◆ **Exercise details**
Only the lines from the one containing "Expected behaviour: for every instance of the hilltop, put" to the end of the data are wanted; print them exactly as they appear.

Saved entries:
+++++
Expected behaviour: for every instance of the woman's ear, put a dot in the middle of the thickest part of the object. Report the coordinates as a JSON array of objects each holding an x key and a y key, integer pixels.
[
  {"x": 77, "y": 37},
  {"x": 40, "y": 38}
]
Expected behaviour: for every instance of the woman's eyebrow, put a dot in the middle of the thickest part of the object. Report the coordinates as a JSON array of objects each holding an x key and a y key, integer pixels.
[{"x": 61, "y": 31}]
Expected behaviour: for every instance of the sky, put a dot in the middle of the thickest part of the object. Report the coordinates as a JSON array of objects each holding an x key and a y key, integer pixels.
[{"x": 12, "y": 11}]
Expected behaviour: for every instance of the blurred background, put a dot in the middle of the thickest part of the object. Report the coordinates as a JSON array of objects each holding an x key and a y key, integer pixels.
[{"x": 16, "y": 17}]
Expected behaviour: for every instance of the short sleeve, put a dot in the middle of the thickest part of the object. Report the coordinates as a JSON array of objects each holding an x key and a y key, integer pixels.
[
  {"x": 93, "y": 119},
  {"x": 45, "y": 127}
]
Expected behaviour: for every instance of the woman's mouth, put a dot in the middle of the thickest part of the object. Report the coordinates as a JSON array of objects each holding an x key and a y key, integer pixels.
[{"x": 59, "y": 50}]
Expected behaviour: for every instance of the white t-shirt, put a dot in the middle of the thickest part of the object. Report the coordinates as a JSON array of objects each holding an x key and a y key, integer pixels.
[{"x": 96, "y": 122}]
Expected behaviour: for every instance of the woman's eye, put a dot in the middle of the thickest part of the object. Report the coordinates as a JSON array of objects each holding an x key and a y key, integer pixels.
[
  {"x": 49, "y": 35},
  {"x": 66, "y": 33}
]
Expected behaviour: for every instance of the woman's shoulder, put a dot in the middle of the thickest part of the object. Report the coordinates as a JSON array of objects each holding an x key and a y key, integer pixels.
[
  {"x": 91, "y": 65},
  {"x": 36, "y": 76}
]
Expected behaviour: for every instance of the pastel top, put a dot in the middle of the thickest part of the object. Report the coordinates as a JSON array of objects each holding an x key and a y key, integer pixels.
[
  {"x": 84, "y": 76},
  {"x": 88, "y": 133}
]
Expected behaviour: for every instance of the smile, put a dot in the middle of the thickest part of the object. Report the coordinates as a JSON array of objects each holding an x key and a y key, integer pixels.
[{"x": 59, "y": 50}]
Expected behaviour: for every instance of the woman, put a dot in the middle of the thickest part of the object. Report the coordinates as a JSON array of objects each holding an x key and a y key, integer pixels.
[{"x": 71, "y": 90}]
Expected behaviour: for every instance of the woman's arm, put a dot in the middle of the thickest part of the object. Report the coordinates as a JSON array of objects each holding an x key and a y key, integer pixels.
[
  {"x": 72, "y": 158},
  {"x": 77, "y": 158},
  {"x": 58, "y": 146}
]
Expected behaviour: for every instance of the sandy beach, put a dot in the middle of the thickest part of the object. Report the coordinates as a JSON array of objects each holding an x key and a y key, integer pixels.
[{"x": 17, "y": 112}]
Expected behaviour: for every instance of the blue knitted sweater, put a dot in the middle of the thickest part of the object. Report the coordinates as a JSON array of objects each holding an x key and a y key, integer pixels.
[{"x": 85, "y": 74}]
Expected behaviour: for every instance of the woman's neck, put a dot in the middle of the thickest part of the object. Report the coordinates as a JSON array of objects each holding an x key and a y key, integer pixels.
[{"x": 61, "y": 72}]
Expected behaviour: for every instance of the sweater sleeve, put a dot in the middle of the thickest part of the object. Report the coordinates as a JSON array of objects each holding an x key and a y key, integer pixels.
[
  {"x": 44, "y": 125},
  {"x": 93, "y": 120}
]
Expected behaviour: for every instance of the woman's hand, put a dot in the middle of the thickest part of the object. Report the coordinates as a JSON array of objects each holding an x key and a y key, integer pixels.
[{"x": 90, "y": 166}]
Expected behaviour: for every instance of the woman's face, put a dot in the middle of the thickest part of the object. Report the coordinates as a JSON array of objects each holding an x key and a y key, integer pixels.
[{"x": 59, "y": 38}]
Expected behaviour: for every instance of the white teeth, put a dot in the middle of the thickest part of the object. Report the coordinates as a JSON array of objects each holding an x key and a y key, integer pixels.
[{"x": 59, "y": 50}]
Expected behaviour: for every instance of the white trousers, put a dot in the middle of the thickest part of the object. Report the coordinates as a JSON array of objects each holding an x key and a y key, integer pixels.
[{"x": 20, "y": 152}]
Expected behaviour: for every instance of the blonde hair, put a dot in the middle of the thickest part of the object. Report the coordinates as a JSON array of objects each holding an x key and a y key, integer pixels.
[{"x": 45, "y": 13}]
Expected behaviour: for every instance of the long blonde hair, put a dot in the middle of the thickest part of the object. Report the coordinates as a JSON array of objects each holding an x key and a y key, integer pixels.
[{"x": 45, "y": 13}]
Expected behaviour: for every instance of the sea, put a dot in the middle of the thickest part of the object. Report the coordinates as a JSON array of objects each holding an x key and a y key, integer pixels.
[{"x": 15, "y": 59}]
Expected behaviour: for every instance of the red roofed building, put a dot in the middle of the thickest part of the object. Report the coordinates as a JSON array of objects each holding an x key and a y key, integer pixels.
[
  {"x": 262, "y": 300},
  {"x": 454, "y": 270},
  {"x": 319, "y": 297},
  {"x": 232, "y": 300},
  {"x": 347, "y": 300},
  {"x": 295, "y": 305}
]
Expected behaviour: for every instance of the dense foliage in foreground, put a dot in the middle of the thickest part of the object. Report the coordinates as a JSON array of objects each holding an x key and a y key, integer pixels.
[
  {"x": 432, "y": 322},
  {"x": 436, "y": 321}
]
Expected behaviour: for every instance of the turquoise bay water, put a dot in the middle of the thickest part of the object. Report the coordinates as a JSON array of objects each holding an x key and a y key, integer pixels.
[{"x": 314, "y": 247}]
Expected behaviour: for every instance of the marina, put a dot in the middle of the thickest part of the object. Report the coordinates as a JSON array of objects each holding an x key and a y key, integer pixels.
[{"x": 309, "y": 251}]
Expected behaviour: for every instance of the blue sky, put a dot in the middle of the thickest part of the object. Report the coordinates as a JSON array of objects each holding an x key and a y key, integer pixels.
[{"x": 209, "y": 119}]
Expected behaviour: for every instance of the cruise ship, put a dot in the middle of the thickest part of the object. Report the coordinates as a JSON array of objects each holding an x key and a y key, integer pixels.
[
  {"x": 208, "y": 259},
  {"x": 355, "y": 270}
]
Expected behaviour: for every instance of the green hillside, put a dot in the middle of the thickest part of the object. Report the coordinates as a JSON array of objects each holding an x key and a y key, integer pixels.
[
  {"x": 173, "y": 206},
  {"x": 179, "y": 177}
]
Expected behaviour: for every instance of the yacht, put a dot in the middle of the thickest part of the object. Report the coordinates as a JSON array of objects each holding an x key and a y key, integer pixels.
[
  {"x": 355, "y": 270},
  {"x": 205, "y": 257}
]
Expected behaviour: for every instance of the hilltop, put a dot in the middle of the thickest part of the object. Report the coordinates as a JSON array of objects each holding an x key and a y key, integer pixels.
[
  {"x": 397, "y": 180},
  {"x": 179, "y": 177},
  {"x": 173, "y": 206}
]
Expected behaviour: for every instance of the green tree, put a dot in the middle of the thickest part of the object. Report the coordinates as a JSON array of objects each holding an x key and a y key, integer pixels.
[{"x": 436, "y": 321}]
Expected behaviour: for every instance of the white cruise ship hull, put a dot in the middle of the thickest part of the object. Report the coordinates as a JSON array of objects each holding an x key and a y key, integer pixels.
+++++
◆ **Output for this exercise**
Expected behaviour: for every instance of the hilltop, put a dot in the middle of the thickest part of the object. Report the coordinates as a JSON array of objects each holding an x key and a y key, integer pixels.
[
  {"x": 397, "y": 180},
  {"x": 179, "y": 177},
  {"x": 173, "y": 206}
]
Expected behaviour: for every instance of the green tree, put a dot in the middle of the thickest part of the object. Report the coordinates as a JSON array of objects each holding an x key and a y key, integer pixels.
[{"x": 436, "y": 321}]
Expected behaviour: for every instance of the white cruise ship hull, put a dot in the middle of the thickest part of the object. Report the coordinates as a JSON array of objects each holding an x key and a y key, integer pixels.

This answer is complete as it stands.